### WORK REQUEST
The reply should consist of every entry, repeated exactly.

### INFORMATION GIVEN
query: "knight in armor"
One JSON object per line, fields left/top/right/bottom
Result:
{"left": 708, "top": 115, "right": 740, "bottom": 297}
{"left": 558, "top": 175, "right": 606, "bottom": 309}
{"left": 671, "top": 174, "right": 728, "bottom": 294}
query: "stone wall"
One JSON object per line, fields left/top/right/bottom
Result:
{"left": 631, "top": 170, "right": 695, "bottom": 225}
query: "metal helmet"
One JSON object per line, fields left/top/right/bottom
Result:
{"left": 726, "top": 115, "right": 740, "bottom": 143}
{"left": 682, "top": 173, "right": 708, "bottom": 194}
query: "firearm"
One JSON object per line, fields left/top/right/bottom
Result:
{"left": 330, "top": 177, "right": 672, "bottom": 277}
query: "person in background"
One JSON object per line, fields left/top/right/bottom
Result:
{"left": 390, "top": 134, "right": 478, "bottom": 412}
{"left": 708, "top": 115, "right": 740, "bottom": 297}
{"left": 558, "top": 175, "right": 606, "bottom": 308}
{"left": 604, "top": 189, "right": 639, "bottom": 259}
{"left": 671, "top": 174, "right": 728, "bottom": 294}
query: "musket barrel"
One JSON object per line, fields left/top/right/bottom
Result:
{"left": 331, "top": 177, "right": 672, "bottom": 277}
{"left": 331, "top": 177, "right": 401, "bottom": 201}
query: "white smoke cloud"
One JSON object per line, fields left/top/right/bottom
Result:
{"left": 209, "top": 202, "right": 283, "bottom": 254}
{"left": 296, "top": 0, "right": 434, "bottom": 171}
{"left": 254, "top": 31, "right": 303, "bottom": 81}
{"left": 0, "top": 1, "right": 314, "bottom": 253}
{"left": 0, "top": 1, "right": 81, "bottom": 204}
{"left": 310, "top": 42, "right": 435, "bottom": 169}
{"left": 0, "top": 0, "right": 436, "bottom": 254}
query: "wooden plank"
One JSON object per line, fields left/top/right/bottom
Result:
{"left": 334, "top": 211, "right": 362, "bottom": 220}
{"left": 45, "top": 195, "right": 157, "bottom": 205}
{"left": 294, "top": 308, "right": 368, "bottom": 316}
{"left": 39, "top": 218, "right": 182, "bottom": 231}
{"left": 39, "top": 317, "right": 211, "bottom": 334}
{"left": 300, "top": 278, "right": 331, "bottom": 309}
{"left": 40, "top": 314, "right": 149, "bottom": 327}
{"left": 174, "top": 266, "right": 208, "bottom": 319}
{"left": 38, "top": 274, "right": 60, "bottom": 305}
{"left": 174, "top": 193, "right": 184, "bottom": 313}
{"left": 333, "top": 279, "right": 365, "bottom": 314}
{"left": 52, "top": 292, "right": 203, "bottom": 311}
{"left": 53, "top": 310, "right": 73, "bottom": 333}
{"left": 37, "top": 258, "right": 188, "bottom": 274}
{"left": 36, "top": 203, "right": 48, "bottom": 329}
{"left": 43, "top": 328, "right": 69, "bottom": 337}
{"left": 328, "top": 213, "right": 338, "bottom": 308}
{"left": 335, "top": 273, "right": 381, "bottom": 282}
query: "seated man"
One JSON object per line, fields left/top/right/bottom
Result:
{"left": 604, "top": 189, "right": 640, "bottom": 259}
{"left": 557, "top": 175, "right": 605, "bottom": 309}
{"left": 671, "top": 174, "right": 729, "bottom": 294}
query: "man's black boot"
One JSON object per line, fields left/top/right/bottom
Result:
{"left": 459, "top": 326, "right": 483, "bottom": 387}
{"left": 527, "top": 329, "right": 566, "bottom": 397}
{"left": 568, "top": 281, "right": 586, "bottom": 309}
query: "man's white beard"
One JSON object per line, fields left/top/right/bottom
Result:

### EXPECTED OUTPUT
query: "knight in armor"
One JSON object per line, fields left/top/right/bottom
Result:
{"left": 708, "top": 115, "right": 740, "bottom": 297}
{"left": 558, "top": 175, "right": 606, "bottom": 309}
{"left": 671, "top": 174, "right": 728, "bottom": 294}
query: "stone wall"
One JSON object per line, fields left/top/right/bottom
Result:
{"left": 631, "top": 170, "right": 695, "bottom": 225}
query: "metal helmet"
One JSON object per line, fields left/top/right/bottom
Result:
{"left": 726, "top": 115, "right": 740, "bottom": 143}
{"left": 682, "top": 173, "right": 708, "bottom": 194}
query: "firearm"
One JSON object per line, fields left/top/right/bottom
Result:
{"left": 330, "top": 177, "right": 672, "bottom": 277}
query: "person in background"
One JSON object per line, fields left/top/right/bottom
Result:
{"left": 390, "top": 134, "right": 478, "bottom": 412}
{"left": 708, "top": 115, "right": 740, "bottom": 297}
{"left": 558, "top": 175, "right": 606, "bottom": 308}
{"left": 604, "top": 189, "right": 639, "bottom": 259}
{"left": 671, "top": 174, "right": 728, "bottom": 294}
query: "musket barrel"
One JSON object per line, fields left/top/right/bottom
Result:
{"left": 331, "top": 177, "right": 672, "bottom": 277}
{"left": 331, "top": 177, "right": 401, "bottom": 201}
query: "white smoke cloud"
One JSON object per line, fields left/top/right/bottom
Result:
{"left": 209, "top": 202, "right": 283, "bottom": 254}
{"left": 296, "top": 0, "right": 434, "bottom": 171}
{"left": 254, "top": 31, "right": 303, "bottom": 81}
{"left": 0, "top": 1, "right": 314, "bottom": 253}
{"left": 0, "top": 1, "right": 81, "bottom": 204}
{"left": 310, "top": 42, "right": 435, "bottom": 169}
{"left": 0, "top": 0, "right": 436, "bottom": 254}
query: "wooden plank"
One JSON object per line, fields left/top/right/bottom
Result:
{"left": 334, "top": 211, "right": 362, "bottom": 220}
{"left": 45, "top": 195, "right": 157, "bottom": 205}
{"left": 294, "top": 308, "right": 368, "bottom": 316}
{"left": 39, "top": 218, "right": 182, "bottom": 231}
{"left": 39, "top": 317, "right": 211, "bottom": 334}
{"left": 300, "top": 278, "right": 331, "bottom": 309}
{"left": 40, "top": 314, "right": 149, "bottom": 327}
{"left": 174, "top": 266, "right": 208, "bottom": 319}
{"left": 38, "top": 274, "right": 60, "bottom": 305}
{"left": 174, "top": 193, "right": 184, "bottom": 313}
{"left": 333, "top": 279, "right": 365, "bottom": 314}
{"left": 52, "top": 292, "right": 203, "bottom": 311}
{"left": 53, "top": 310, "right": 73, "bottom": 333}
{"left": 37, "top": 258, "right": 188, "bottom": 274}
{"left": 36, "top": 203, "right": 48, "bottom": 329}
{"left": 43, "top": 328, "right": 69, "bottom": 337}
{"left": 328, "top": 213, "right": 338, "bottom": 308}
{"left": 335, "top": 273, "right": 381, "bottom": 282}
query: "seated man"
One JSON object per line, fields left/top/right/bottom
Result:
{"left": 604, "top": 189, "right": 640, "bottom": 259}
{"left": 557, "top": 175, "right": 605, "bottom": 309}
{"left": 671, "top": 174, "right": 729, "bottom": 294}
query: "man's black boot"
One JSON object per line, fields left/top/right/bottom
Result:
{"left": 459, "top": 326, "right": 483, "bottom": 387}
{"left": 527, "top": 329, "right": 566, "bottom": 397}
{"left": 568, "top": 281, "right": 586, "bottom": 309}
query: "man's white beard"
One JSON object per line, fields left/top/right/bottom
Result:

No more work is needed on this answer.